• OBJECTIVE:
Copy every line of the records below word for word, character for character.

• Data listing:
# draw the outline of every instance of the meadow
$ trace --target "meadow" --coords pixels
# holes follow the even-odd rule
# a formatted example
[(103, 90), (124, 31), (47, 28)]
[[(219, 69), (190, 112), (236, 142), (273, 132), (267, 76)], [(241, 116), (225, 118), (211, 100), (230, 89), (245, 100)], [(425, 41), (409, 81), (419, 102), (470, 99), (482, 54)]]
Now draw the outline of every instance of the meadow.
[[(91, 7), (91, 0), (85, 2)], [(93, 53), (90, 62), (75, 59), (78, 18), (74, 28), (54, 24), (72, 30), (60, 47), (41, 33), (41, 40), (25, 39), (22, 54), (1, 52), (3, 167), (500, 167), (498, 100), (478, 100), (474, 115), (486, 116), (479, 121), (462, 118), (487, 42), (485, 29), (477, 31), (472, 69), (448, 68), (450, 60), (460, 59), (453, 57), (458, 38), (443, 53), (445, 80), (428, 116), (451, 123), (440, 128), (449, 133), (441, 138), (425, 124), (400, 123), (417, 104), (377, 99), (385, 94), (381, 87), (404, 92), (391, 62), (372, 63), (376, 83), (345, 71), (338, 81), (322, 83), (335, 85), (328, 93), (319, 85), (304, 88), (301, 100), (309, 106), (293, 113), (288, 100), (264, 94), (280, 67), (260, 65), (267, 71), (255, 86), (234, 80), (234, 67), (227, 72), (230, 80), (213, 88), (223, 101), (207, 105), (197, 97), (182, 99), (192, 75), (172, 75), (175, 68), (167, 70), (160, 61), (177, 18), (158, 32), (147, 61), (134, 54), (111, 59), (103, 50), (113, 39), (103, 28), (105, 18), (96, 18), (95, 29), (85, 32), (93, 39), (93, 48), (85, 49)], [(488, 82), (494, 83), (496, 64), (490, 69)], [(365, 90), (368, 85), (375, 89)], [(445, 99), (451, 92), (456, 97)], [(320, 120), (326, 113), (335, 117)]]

• FINAL RESULT:
# draw the outline of every instance of the meadow
$ trace --target "meadow" --coords pixels
# holes follow the even-odd rule
# a formatted example
[(103, 90), (124, 31), (47, 28)]
[[(219, 69), (190, 112), (236, 142), (273, 132), (267, 76)], [(241, 116), (225, 118), (211, 100), (230, 89), (245, 100)], [(425, 41), (409, 81), (419, 102), (470, 99), (482, 54)]]
Now draw the outline of every instance of the meadow.
[[(91, 7), (91, 0), (85, 2)], [(93, 53), (90, 62), (75, 59), (78, 18), (74, 28), (54, 24), (72, 30), (60, 47), (41, 33), (41, 40), (25, 39), (22, 54), (1, 52), (3, 167), (500, 167), (498, 100), (478, 100), (474, 115), (486, 116), (479, 121), (462, 118), (487, 42), (485, 29), (477, 31), (472, 69), (448, 68), (450, 60), (460, 59), (453, 57), (458, 38), (443, 53), (445, 80), (428, 116), (451, 123), (440, 128), (449, 133), (441, 138), (425, 124), (400, 123), (417, 104), (377, 99), (385, 94), (381, 87), (404, 92), (391, 62), (372, 63), (376, 83), (345, 71), (338, 81), (322, 83), (335, 85), (328, 93), (319, 85), (304, 88), (301, 100), (309, 106), (293, 113), (288, 100), (264, 94), (280, 67), (260, 65), (267, 71), (255, 86), (234, 80), (234, 67), (227, 72), (230, 80), (213, 88), (223, 101), (207, 105), (197, 97), (182, 99), (192, 75), (172, 75), (175, 68), (167, 70), (160, 61), (177, 18), (158, 32), (147, 61), (134, 54), (111, 59), (103, 50), (113, 39), (103, 28), (105, 18), (96, 18), (95, 29), (85, 32), (93, 39), (93, 48), (85, 49)], [(488, 82), (494, 83), (496, 64), (490, 69)], [(365, 90), (368, 85), (375, 89)], [(445, 99), (451, 92), (456, 97)], [(320, 120), (326, 113), (335, 117)]]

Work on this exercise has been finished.